§ What is needed
Using the records below, filter for lines that contain the string "grass" and copy them out.
Start of Data for this exercise
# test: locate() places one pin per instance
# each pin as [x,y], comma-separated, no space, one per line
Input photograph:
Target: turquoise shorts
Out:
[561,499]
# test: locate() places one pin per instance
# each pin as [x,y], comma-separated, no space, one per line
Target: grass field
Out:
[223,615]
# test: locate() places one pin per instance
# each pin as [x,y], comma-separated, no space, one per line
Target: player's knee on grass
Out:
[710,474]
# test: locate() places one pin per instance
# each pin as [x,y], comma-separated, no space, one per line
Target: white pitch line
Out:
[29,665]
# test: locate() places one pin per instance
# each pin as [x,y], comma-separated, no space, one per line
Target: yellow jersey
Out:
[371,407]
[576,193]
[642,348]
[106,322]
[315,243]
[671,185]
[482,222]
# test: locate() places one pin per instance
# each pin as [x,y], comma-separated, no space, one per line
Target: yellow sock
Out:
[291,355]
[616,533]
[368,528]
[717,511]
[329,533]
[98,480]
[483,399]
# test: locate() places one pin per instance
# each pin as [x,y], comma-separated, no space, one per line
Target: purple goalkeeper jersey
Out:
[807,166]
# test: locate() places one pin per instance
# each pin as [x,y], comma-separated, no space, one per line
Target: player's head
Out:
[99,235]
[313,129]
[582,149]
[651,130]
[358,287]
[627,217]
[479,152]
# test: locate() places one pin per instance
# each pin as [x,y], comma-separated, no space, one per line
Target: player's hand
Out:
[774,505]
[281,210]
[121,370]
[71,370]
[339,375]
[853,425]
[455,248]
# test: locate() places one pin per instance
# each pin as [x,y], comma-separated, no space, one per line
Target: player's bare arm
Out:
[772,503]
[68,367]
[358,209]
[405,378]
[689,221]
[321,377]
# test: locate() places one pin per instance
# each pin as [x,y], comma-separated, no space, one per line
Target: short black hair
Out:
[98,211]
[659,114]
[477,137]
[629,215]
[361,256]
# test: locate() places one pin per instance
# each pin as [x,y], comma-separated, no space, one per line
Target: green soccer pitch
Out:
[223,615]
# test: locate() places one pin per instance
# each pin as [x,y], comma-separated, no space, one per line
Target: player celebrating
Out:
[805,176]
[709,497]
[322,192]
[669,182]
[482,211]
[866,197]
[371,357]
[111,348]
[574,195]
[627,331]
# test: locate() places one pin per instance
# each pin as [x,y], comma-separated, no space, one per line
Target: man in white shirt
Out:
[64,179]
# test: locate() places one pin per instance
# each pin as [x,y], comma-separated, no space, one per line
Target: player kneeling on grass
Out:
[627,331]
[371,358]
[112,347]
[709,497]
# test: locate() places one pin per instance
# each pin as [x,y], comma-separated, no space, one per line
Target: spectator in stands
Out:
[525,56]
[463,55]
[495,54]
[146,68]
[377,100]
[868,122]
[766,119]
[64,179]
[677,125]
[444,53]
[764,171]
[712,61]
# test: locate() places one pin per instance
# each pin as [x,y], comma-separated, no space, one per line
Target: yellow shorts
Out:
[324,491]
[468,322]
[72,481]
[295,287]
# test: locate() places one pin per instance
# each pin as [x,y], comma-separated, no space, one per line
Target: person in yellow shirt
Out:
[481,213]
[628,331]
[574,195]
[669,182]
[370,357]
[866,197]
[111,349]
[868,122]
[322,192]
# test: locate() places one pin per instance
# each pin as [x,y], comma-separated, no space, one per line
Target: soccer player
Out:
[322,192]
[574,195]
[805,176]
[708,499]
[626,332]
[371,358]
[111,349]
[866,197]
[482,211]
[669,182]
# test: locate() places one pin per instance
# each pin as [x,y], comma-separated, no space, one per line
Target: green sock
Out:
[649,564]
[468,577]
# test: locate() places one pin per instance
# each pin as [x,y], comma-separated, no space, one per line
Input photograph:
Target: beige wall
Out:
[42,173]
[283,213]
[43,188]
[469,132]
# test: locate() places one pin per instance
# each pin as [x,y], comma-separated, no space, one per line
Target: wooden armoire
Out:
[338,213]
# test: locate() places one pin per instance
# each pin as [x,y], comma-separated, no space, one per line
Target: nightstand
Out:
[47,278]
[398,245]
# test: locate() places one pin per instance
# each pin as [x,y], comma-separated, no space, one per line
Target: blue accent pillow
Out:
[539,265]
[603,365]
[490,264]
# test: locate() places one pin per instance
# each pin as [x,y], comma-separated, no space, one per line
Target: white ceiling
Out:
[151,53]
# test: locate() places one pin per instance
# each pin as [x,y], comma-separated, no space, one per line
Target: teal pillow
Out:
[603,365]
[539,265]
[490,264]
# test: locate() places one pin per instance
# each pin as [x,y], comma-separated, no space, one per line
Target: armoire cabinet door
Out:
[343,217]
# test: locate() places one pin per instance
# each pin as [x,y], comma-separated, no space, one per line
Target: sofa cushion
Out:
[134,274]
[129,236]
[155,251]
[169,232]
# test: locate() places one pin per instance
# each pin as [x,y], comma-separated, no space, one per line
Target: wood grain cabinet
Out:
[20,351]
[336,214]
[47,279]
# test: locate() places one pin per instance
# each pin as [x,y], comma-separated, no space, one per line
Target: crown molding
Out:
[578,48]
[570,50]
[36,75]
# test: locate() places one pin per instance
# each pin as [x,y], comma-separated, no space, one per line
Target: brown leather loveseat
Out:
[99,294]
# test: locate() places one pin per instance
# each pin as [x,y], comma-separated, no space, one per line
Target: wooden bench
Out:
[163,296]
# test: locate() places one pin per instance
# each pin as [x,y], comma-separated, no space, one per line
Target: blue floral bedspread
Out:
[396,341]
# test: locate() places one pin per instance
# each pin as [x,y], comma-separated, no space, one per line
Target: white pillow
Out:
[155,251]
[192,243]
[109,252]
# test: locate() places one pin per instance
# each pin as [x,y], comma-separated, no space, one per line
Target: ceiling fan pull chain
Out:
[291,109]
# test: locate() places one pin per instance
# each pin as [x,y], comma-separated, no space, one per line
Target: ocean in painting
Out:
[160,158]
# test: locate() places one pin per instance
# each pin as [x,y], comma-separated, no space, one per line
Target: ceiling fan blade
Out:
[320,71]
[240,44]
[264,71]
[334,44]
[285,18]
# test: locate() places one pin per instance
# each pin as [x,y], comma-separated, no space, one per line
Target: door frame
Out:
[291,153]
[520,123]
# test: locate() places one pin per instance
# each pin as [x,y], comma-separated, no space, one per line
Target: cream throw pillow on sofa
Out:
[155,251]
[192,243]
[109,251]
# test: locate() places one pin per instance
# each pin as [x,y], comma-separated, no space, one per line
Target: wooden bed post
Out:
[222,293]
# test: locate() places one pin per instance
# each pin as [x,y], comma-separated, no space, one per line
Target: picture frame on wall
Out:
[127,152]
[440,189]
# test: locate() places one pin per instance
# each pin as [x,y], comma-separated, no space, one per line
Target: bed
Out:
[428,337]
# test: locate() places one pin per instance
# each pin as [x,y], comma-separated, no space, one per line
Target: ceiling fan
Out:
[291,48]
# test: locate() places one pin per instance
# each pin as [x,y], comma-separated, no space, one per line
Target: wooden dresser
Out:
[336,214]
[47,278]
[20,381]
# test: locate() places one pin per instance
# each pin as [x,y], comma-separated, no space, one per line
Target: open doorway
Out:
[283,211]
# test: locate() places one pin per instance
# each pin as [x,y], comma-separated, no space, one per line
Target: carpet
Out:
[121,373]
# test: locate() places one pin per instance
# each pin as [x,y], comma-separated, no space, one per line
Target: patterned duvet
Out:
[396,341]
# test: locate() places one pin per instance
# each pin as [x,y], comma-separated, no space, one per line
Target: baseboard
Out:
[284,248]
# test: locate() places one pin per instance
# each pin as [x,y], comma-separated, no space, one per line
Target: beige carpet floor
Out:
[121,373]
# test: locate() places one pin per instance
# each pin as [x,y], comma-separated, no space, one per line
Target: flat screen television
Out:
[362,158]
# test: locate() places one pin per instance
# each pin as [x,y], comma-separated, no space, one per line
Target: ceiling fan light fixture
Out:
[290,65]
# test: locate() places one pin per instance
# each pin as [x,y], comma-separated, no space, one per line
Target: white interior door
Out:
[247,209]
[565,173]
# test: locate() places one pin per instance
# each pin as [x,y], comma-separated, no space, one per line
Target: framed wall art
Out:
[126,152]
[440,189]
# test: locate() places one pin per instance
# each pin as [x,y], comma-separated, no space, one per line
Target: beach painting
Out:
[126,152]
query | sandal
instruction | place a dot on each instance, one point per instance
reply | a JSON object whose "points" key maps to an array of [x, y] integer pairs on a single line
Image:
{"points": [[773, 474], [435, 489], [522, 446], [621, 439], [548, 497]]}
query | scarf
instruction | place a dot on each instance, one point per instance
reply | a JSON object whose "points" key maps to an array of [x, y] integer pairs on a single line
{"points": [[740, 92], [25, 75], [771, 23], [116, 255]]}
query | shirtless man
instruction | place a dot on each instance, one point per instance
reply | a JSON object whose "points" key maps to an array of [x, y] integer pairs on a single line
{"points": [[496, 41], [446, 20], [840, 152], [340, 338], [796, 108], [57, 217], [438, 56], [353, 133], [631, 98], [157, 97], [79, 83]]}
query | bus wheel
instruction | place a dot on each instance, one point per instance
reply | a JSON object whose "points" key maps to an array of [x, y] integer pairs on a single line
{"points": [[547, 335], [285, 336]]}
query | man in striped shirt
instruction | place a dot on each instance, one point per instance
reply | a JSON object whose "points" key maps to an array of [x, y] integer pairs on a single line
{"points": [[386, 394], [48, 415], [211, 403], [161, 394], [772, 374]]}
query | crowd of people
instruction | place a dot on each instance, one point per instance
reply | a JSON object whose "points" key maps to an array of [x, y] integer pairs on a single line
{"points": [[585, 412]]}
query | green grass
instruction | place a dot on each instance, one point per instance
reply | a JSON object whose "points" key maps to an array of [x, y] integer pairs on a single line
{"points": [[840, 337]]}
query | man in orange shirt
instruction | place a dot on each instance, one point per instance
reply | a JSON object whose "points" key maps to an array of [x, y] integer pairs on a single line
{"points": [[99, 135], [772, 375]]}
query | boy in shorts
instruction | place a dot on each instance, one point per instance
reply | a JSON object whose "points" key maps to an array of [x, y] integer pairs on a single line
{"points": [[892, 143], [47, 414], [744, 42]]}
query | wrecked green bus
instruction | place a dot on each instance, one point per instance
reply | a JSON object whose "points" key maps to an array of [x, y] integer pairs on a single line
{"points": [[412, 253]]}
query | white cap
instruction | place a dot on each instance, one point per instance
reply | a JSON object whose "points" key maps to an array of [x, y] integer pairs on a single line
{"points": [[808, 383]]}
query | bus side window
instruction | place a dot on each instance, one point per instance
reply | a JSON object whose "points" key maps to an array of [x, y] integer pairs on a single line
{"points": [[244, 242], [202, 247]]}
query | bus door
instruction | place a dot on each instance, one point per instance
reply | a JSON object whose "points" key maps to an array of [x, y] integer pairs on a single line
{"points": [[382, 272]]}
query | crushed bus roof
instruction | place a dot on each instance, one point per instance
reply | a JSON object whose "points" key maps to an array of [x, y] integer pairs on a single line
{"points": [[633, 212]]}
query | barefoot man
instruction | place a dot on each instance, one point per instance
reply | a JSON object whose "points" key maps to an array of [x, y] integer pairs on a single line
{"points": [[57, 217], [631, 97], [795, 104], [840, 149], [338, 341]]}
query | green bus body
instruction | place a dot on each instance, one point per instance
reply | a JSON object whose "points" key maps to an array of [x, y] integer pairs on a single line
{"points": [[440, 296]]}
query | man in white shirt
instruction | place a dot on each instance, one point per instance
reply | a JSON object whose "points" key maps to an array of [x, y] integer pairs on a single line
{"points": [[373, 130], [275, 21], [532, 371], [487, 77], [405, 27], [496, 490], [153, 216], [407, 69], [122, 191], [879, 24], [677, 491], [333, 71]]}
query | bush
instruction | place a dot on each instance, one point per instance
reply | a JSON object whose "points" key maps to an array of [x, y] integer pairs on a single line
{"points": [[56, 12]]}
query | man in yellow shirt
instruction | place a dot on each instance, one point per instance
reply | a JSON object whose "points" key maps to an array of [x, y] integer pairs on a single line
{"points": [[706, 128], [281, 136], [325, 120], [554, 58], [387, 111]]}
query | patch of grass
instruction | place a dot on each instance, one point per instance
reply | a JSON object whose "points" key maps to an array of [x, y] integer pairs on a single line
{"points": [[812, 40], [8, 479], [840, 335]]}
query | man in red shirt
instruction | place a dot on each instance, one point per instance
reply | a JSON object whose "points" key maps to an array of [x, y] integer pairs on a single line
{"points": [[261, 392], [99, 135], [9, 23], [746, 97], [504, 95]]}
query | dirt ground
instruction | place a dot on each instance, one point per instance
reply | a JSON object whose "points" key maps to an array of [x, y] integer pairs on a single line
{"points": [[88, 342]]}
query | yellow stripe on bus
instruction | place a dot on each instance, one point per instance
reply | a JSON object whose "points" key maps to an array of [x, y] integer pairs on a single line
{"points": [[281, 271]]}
End of Data for this exercise
§ Answer to the problem
Target: grass field
Target: player's knee on grass
Target: player kneeling on grass
query | green grass
query | patch of grass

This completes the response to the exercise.